**Data shown**
• • • •
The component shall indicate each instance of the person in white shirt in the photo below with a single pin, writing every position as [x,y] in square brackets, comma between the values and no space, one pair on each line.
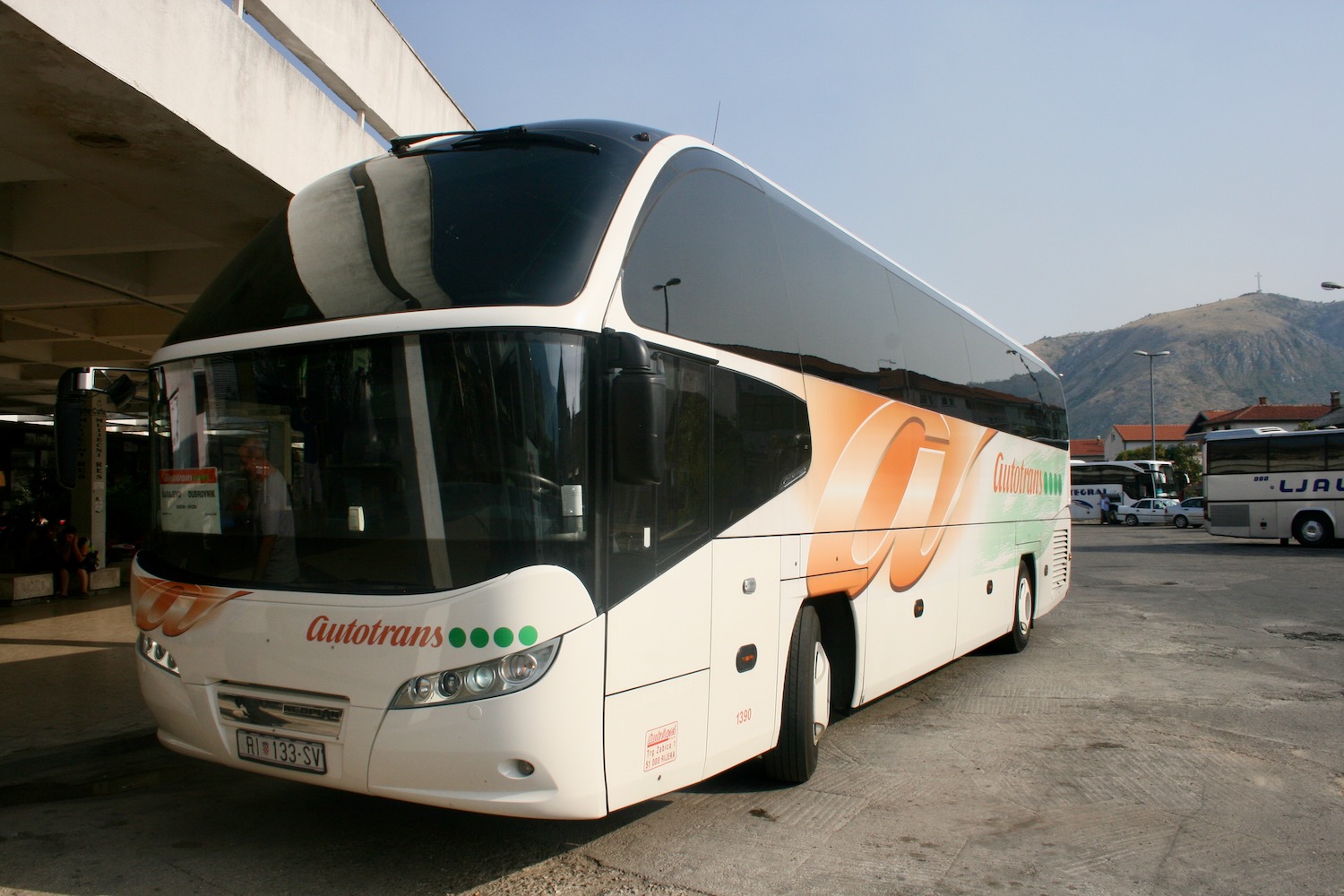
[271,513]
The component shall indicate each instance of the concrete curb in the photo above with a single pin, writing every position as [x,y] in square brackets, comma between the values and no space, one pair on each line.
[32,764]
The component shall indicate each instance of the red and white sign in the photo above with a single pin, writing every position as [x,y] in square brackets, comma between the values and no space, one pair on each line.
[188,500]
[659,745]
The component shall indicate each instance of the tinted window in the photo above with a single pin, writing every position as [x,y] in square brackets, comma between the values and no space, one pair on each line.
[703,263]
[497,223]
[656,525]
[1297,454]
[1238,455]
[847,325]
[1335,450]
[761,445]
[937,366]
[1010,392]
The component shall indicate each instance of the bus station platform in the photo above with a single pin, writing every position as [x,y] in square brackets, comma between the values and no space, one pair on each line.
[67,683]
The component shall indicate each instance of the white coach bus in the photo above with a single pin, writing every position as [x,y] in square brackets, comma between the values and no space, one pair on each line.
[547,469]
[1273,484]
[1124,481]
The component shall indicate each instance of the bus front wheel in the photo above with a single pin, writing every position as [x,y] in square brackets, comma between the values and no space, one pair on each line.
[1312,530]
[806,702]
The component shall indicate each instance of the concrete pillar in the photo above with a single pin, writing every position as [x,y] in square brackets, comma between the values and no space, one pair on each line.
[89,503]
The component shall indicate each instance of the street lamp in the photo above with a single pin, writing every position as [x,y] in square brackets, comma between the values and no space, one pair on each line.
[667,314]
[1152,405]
• • • •
**Problem details**
Format every one of the rows above as a JSON list of strings, with one string per line and no blank lines. Omit the pictures.

**Answer in full**
[
  "The component shall indicate each instance of the person in white shirt in the photo below with a single pin, writing every position as [x,y] in square brackets, comma between the values and no space, one pair on each line.",
  "[271,513]",
  "The component shall indicate each instance of the concrete curb in the photo above with a single pin, writing every position as [x,y] in square brackets, comma between the values and no space, one pair on each line.",
  "[32,764]",
  "The component shall indicate each instance of the red and white sign in the photo above with a single pin, writing every position as [x,y] in square brackets, comma between the values and no space, one pair on each line.",
  "[188,500]",
  "[659,745]",
  "The component shall indicate each instance of the tinted window in the photo above with a single pin, writing every position as [x,y] in square brackets, comma between the values and no space, one pair on each line.",
  "[703,263]",
  "[497,223]",
  "[656,525]",
  "[1297,454]",
  "[1238,455]",
  "[847,325]",
  "[1335,450]",
  "[761,445]",
  "[937,366]",
  "[1010,392]",
  "The component shall indicate each instance of the bus station platform in the photo above with a single pin, writing every position as [x,y] in square brackets, comma between the values and no space, one pair on each line.",
  "[67,683]",
  "The component shall indicate each instance of the white coach bus in the photo above with a single pin, writing every position as [x,y] in square brackets, comma between the values and no space, one pair on each line.",
  "[547,469]",
  "[1273,484]",
  "[1124,481]",
  "The component shall indicate each instance of the bus front wheel in the photo above with a single pin, writing every position as [x,y] in square brackets, comma between the values and no space, one pair on each line.",
  "[1312,530]",
  "[806,702]",
  "The component shall indicate each instance of the concrete pillar in the photo above with a single pin, writing every position as [x,y] in square brackets, comma between the values and no space, one pair on each line.",
  "[89,503]",
  "The component shall indicate each instance of the street lamp in the photo above with a single pin, writing every position as [x,y] in square brackets, comma between the values and no space, one pair on each line.",
  "[667,314]",
  "[1152,405]"
]